* TASK INPUT:
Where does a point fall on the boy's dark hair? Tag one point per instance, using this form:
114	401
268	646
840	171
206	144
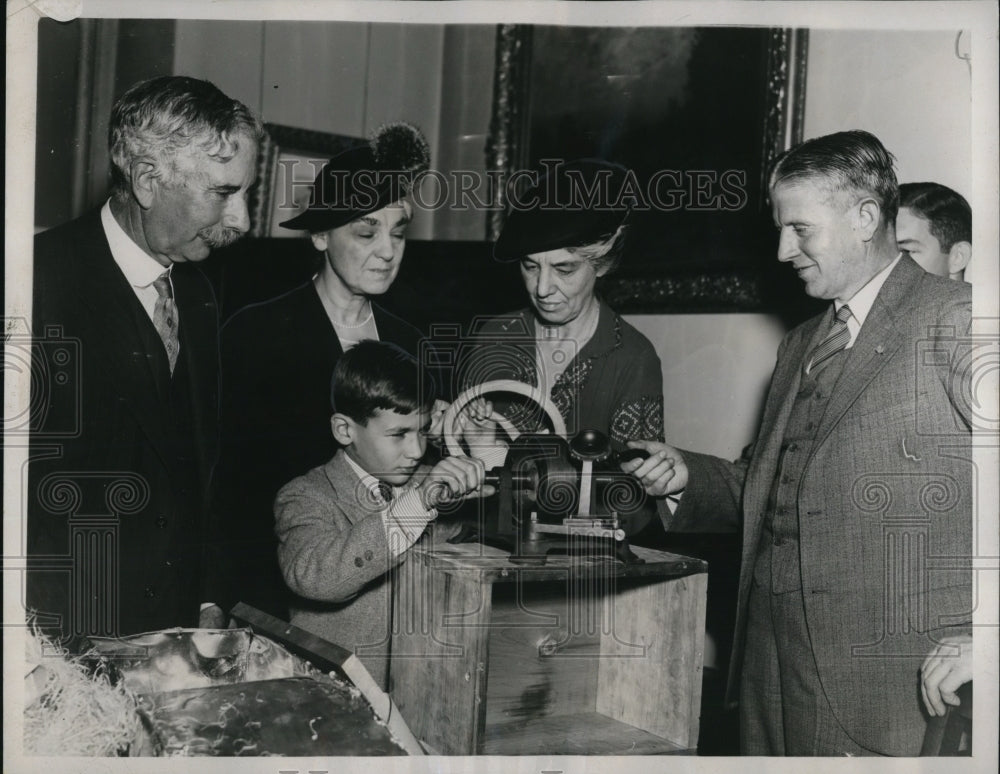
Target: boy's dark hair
947	211
376	375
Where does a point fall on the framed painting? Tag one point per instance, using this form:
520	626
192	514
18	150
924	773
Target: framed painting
697	113
288	161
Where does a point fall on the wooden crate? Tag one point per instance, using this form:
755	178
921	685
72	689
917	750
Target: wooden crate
578	657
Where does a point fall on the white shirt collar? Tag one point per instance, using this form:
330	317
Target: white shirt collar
861	302
139	268
371	483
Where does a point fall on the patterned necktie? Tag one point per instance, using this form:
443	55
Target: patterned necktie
165	318
835	340
385	492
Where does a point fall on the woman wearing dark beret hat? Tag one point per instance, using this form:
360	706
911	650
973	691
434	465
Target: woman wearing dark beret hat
600	372
278	356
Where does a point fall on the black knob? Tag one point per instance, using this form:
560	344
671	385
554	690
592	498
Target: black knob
590	445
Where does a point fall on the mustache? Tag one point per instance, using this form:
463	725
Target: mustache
219	236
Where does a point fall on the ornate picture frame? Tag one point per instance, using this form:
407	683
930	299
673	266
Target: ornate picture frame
736	277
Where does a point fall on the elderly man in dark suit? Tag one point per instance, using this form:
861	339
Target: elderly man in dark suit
121	460
856	498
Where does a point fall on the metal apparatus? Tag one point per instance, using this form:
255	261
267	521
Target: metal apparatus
555	495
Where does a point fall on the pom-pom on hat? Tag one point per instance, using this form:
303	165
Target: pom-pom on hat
365	178
574	204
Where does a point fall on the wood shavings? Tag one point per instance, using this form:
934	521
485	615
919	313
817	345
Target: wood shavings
77	712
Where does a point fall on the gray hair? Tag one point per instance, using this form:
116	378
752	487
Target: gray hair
605	254
155	119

* WHAT IS REQUIRED:
Copy the records exactly as they appear, excluding images.

* THE OUTPUT:
Where does a point fall on the boy's dark hair? Tag one point per instance, using this form:
114	401
268	646
840	171
206	144
Target: boy's dark hair
947	211
376	375
Where does a point fall on the framed painting? Tag one point per instance, using this form:
520	626
192	514
18	150
924	773
Target: framed painting
697	113
288	161
Where does a point fall on the wooden crate? Tag one point per instance, using this form:
755	178
921	685
72	689
917	750
Target: wooden crate
578	657
Where does a point fall on the white shirt collar? Tag one point per instance, using this form:
330	317
Target: white shirt collar
861	302
139	268
371	483
Where does a point fall on the patterned necktie? Tag one point per instance, using this form:
443	55
Target: patterned necktie
165	318
835	340
385	492
Where does a point fall on the woman wearing dark beret hat? Tag one point per instance, using this form:
360	706
911	650
973	691
434	465
Target: woman wearing dark beret hat
600	372
278	356
Where does a point fall on the black knob? Tag one point per instance, using this form:
560	344
671	385
554	690
592	498
Target: black knob
590	445
Where does a point fall on the mustache? Tag one point per instance, using this form:
463	725
Target: mustache
219	236
Where does a point fall on the ornate picture frame? Tag one point per instance, using this form:
407	683
930	299
673	266
Target: ornate picture frame
736	277
Where does a point fall on the elderly man in dark suit? Tag one point per instance, using this form:
861	339
Target: elderly man in dark suit
121	460
856	498
Where does a point fall on the metal apparatus? Tag one point per instance, using this form:
255	261
267	521
Target: metal apparatus
555	495
Where does a point fall on the pom-pom on hat? Tag one point per instance, using this form:
303	165
Target: pom-pom on hat
365	178
574	204
Where does a point fall on the wood shavings? Tag one point per instance, using this form:
934	521
485	615
919	313
817	345
Target: wood shavings
77	712
Where does a point fall on the gray hair? Tag one point per instance, using this form:
116	378
752	487
Target: gray hair
605	254
155	119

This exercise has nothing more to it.